[Start of ITEMS]
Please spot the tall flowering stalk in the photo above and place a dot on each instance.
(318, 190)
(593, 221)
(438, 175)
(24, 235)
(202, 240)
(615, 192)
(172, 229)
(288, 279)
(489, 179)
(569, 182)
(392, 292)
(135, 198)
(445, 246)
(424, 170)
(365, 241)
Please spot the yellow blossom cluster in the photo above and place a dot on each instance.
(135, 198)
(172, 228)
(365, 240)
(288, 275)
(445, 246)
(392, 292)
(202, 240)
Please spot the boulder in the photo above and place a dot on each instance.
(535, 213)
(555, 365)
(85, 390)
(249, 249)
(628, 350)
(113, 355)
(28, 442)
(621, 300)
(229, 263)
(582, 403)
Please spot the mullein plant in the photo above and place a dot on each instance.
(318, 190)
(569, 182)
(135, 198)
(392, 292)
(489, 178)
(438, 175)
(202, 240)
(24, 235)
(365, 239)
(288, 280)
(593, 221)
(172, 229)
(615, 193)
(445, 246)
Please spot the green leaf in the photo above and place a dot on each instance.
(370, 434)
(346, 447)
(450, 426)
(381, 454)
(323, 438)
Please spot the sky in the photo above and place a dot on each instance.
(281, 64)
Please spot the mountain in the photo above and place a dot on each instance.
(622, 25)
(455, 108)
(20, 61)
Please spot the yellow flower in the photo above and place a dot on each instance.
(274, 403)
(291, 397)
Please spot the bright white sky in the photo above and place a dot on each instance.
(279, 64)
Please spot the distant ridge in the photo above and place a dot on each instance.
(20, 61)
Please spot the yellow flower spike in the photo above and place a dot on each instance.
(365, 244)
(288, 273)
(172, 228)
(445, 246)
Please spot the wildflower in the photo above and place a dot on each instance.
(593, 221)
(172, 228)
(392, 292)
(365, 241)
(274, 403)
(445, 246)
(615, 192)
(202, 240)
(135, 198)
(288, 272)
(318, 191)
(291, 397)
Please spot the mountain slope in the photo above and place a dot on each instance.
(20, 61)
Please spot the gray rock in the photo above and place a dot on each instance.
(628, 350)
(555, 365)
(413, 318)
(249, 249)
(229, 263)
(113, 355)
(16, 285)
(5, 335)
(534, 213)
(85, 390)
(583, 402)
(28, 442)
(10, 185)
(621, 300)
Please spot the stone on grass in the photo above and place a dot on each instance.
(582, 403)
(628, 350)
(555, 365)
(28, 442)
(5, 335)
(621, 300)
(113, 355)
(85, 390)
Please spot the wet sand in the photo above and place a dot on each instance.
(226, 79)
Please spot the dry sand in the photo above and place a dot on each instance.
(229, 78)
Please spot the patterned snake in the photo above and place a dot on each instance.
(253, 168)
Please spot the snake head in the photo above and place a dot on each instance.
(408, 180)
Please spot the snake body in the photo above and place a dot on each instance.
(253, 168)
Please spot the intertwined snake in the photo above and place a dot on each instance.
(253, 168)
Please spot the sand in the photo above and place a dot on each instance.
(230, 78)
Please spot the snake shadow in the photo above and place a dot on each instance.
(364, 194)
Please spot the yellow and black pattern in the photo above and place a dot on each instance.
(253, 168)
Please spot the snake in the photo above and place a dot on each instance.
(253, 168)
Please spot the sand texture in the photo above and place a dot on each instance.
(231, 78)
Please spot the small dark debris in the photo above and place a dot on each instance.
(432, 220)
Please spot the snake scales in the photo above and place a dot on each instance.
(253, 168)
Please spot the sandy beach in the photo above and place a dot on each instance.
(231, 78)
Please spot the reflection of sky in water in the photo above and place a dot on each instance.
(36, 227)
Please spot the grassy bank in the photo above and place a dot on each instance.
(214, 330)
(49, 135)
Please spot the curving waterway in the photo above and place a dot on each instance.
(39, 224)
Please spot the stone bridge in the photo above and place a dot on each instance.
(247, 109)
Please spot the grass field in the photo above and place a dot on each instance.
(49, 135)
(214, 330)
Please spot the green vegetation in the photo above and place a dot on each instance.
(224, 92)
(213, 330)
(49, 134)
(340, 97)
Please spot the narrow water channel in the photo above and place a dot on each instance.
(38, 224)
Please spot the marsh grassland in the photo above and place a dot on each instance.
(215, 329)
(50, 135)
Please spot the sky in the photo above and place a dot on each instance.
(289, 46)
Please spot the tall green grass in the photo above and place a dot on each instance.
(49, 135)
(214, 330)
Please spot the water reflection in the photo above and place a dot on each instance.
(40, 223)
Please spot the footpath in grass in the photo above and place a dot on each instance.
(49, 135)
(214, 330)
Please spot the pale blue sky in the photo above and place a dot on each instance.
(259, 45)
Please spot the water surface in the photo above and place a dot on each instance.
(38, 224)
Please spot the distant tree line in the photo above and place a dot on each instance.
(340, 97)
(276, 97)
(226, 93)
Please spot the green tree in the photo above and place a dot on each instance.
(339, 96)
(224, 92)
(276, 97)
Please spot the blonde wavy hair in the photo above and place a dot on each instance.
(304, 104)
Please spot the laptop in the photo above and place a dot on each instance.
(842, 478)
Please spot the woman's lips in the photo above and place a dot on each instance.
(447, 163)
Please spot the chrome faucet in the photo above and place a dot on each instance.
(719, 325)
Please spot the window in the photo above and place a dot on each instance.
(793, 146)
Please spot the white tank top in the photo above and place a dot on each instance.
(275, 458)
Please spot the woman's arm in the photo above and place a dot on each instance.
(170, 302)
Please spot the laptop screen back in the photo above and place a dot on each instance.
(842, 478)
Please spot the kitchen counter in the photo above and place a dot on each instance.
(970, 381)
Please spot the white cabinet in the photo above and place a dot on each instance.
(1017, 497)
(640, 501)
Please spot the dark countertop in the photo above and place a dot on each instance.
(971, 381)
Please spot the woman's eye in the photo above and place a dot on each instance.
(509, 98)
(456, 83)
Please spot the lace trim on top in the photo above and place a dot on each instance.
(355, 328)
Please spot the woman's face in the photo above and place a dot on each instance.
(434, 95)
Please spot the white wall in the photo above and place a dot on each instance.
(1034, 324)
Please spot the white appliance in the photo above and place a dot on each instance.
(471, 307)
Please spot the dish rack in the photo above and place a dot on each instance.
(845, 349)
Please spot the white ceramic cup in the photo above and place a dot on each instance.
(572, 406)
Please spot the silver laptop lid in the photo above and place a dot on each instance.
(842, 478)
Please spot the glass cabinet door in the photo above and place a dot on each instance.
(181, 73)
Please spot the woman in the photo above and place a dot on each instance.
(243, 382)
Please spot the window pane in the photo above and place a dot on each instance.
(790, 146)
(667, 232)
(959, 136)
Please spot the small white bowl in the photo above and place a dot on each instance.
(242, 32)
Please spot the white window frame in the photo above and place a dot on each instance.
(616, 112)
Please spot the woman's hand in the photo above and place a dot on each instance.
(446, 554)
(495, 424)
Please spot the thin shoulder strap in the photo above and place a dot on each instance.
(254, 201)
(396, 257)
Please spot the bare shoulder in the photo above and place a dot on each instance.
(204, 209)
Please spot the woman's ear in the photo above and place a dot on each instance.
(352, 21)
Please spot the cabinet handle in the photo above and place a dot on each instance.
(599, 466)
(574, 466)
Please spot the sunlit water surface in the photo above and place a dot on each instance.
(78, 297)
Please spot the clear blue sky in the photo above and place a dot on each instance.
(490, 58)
[End of ITEMS]
Each record should come back exactly as written.

WRITTEN SOLUTION |
Please spot the tall flowering stalk in the photo above and place a dot on each instance.
(318, 190)
(593, 221)
(438, 175)
(24, 235)
(202, 240)
(615, 192)
(172, 229)
(288, 279)
(489, 179)
(569, 182)
(392, 292)
(135, 198)
(445, 246)
(424, 170)
(365, 241)
Please spot the yellow blossom cluster in the photo above and place a dot on each instance.
(135, 198)
(172, 228)
(365, 240)
(288, 275)
(445, 246)
(392, 292)
(202, 240)
Please spot the boulder in the photo above and place a dot on each instance.
(535, 213)
(555, 365)
(85, 390)
(249, 249)
(628, 350)
(113, 355)
(28, 442)
(621, 300)
(229, 263)
(582, 403)
Please spot the mullein plant in the photo above and place a dot on each instance.
(318, 190)
(569, 182)
(135, 198)
(392, 292)
(489, 178)
(438, 175)
(202, 240)
(24, 235)
(365, 239)
(288, 280)
(593, 221)
(172, 229)
(615, 193)
(445, 246)
Please spot the green leaf in the photo above and place a dot on each instance.
(370, 434)
(346, 447)
(450, 426)
(381, 454)
(323, 438)
Please spot the sky in the photo above and place a dot on each instance.
(281, 64)
Please spot the mountain in the photo above and place a dot on each instance.
(622, 25)
(455, 108)
(20, 61)
Please spot the yellow flower in the photo above and place a dot on each instance.
(274, 403)
(291, 397)
Please spot the bright white sky in the photo above and place a dot on each instance.
(279, 64)
Please spot the distant ridge in the photo above and place a dot on each instance.
(20, 61)
Please spot the yellow flower spike in the photo above and place a dot on each instance.
(365, 244)
(288, 273)
(172, 228)
(445, 246)
Please spot the wildflower in the photo above and place a dot on each instance.
(593, 221)
(172, 228)
(392, 292)
(365, 241)
(274, 403)
(445, 246)
(615, 192)
(202, 240)
(135, 198)
(288, 272)
(318, 191)
(291, 397)
Please spot the mountain slope in the photo above and place a dot on each instance.
(20, 61)
Please spot the gray rock in the photo above and place a dot on each instance.
(628, 350)
(555, 365)
(413, 318)
(249, 249)
(229, 263)
(113, 355)
(16, 285)
(5, 335)
(534, 213)
(85, 390)
(583, 402)
(28, 442)
(10, 185)
(621, 300)
Please spot the stone on grass in the photo above and place a dot on each instance.
(582, 403)
(628, 350)
(555, 365)
(28, 442)
(5, 335)
(621, 300)
(113, 355)
(85, 390)
Please spot the wet sand in the photo above and place a dot on each instance.
(226, 79)
Please spot the dry sand in the photo above and place a dot on each instance.
(229, 78)
Please spot the patterned snake in the photo above and place a dot on each instance.
(253, 168)
Please spot the snake head in the photo above and place a dot on each instance.
(408, 180)
Please spot the snake body in the photo above and place a dot on each instance.
(253, 168)
Please spot the intertwined snake in the photo above and place a dot on each instance.
(253, 168)
Please spot the sand in the photo above and place a dot on each instance.
(230, 78)
Please spot the snake shadow in the photo above and place a dot on each instance.
(364, 194)
Please spot the yellow and black pattern in the photo above and place a dot on each instance.
(253, 168)
Please spot the snake in the photo above and place a dot on each instance.
(253, 168)
Please spot the sand texture in the photo above and place a dot on each instance.
(231, 78)
Please spot the small dark debris in the photo above and place a dot on each instance.
(432, 220)
Please spot the snake scales in the photo above and place a dot on each instance.
(253, 168)
Please spot the sandy beach in the photo above and place a dot on each instance.
(231, 78)
Please spot the reflection of sky in water in the photo above and place a dot on each instance.
(36, 227)
Please spot the grassy bank in the photo above and place a dot on each instance.
(214, 330)
(49, 135)
Please spot the curving waterway in the photo above and place a dot on each instance.
(39, 224)
Please spot the stone bridge in the photo above and place a dot on each instance.
(247, 109)
Please spot the grass field in the photo above and place a dot on each instance.
(49, 135)
(214, 330)
Please spot the green vegetation in the photo above and place a dot on each instance.
(224, 92)
(213, 330)
(49, 134)
(340, 97)
Please spot the narrow water channel in the photo above and place a dot on each instance.
(38, 224)
Please spot the marsh grassland in the photo above and place a dot on each instance.
(215, 329)
(50, 135)
Please spot the sky in the photo above and place a dot on each instance.
(289, 46)
Please spot the tall green grass in the photo above and place a dot on each instance.
(49, 135)
(214, 330)
Please spot the water reflection in the photo above and place a dot on each instance.
(40, 223)
Please spot the footpath in grass in the photo above and place a dot on each instance.
(49, 135)
(214, 330)
Please spot the pale blue sky in the photo above and place a dot on each instance.
(259, 45)
Please spot the water surface in the photo above and place a dot on each instance.
(38, 224)
Please spot the distant tree line in the photo above and place a dot on each instance.
(340, 97)
(276, 97)
(226, 93)
Please spot the green tree in the photo above and place a dot on each instance.
(339, 96)
(224, 92)
(276, 97)
Please spot the blonde wavy hair in the photo above and place a dot on each instance.
(304, 104)
Please spot the laptop in the photo above and place a dot on each instance.
(842, 478)
Please spot the woman's lips in the photo above and place a dot on each instance.
(447, 163)
Please spot the chrome faucet in the photo above and place a dot on each instance.
(719, 325)
Please spot the window in the photo above and place a dot on each instance.
(793, 146)
Please spot the white tank top in the photo above and place a dot on each instance.
(275, 458)
Please spot the woman's arm in the photo above and place a dot on each instance.
(170, 302)
Please spot the laptop screen back in the photo above and place a dot on each instance.
(842, 478)
Please spot the kitchen counter in the photo above and place a dot on each instance.
(970, 381)
Please spot the white cabinet in the photo above and place a dot on each instance.
(1017, 497)
(640, 501)
Please spot the dark countertop in the photo above and place a dot on each instance.
(971, 381)
Please spot the woman's eye in the photo above and place a dot on each instance.
(509, 98)
(456, 83)
Please spot the lace trim on top in the photo above and place a dot on each instance.
(355, 328)
Please spot the woman's face in the photo above and place a dot on each instance.
(434, 95)
Please spot the white wall in the photo above and place a dot on each instance.
(1034, 324)
Please spot the white appliance in the photo above and place a dot on each instance.
(471, 307)
Please spot the dish rack in the photo above and place a dot on each instance.
(845, 349)
Please spot the white ceramic cup in the photo above and place a dot on each instance.
(572, 406)
Please spot the silver laptop lid in the photo above and place a dot on each instance.
(842, 478)
Please spot the glass cabinet door in the photo above and place a dot on each instance.
(181, 73)
Please spot the woman in the photo above and place a dot on each instance.
(243, 382)
Please spot the window pane in the photo above and place a dot on each instance.
(790, 146)
(667, 232)
(959, 136)
Please spot the small white bowl in the photo above and place a dot on each instance.
(242, 32)
Please spot the white window frame in the photo above and place a dot on each instance.
(616, 112)
Please spot the woman's hand in the photo above and place a dot on each instance.
(446, 554)
(495, 424)
Please spot the thin shoulder strap in the photo above and place a dot on each instance.
(254, 201)
(396, 257)
Please spot the bare shoulder in the photo above and place a dot on each instance.
(204, 209)
Please spot the woman's ear in the photo above and place a dot on each instance.
(352, 21)
Please spot the cabinet handle in the photo above and place a dot on each instance.
(599, 466)
(574, 466)
Please spot the sunlit water surface in the photo above and place a dot on each instance.
(78, 297)
Please spot the clear blue sky in the photo above and place a dot on each instance.
(490, 58)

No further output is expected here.